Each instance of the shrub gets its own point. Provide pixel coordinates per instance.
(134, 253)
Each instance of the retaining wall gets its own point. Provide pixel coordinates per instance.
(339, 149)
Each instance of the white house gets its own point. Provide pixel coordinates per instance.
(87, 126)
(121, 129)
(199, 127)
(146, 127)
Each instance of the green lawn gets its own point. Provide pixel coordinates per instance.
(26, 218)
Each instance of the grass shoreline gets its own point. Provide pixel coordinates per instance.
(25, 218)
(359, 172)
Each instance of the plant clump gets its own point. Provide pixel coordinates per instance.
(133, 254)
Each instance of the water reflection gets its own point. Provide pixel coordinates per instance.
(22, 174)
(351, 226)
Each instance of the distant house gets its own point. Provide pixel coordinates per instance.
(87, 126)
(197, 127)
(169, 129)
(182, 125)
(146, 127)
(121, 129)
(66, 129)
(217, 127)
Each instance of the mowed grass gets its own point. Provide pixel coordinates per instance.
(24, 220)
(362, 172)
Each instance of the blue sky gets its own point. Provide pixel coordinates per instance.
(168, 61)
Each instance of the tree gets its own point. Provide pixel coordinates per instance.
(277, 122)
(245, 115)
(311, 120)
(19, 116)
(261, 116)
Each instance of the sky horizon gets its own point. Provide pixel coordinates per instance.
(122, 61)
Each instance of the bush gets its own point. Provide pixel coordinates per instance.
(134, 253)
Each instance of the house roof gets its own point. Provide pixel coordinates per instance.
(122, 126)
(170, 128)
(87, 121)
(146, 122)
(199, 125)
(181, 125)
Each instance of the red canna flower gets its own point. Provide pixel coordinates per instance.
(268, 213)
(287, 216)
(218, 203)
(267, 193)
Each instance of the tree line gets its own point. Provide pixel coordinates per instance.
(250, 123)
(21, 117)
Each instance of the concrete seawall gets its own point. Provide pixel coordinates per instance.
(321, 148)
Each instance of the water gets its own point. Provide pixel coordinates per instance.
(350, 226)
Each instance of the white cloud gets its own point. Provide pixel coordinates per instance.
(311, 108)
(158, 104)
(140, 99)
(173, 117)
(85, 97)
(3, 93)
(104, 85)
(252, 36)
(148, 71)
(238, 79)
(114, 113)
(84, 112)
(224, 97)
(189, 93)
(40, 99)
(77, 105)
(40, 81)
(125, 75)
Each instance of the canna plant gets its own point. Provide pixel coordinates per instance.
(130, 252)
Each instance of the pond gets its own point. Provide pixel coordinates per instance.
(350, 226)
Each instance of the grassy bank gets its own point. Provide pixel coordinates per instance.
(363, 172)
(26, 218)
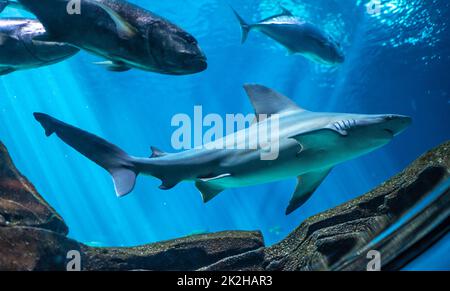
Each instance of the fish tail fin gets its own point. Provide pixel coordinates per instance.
(119, 164)
(245, 27)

++++++++++++++++++++

# [TO BE DONE]
Can you reproduce verbatim the material from the line with "Each instance of the water gets" up to and including the last line of the material, leaving the pictures out?

# [RESPONSE]
Each instance of the water gets its own point. Provide pixel coordinates per instance.
(350, 226)
Each instance of the white cloud gets its own point. Provide pixel coordinates per instance.
(311, 108)
(158, 104)
(140, 99)
(173, 117)
(85, 97)
(3, 93)
(104, 85)
(252, 36)
(148, 71)
(238, 79)
(114, 113)
(84, 112)
(224, 97)
(189, 93)
(40, 99)
(77, 105)
(40, 81)
(125, 75)
Each instance of the canna plant gets its own point. Provide pixel coordinates per instance.
(130, 252)
Each instance of the pond gets its own point. Provide pixel coordinates per instance.
(350, 226)
Each instance of the grassy bank gets its own point. Provide pixel coordinates per instance.
(363, 172)
(26, 218)
Each instance of the fish tail fin gets its own point. Provide pixel coordinates per instance.
(119, 164)
(245, 27)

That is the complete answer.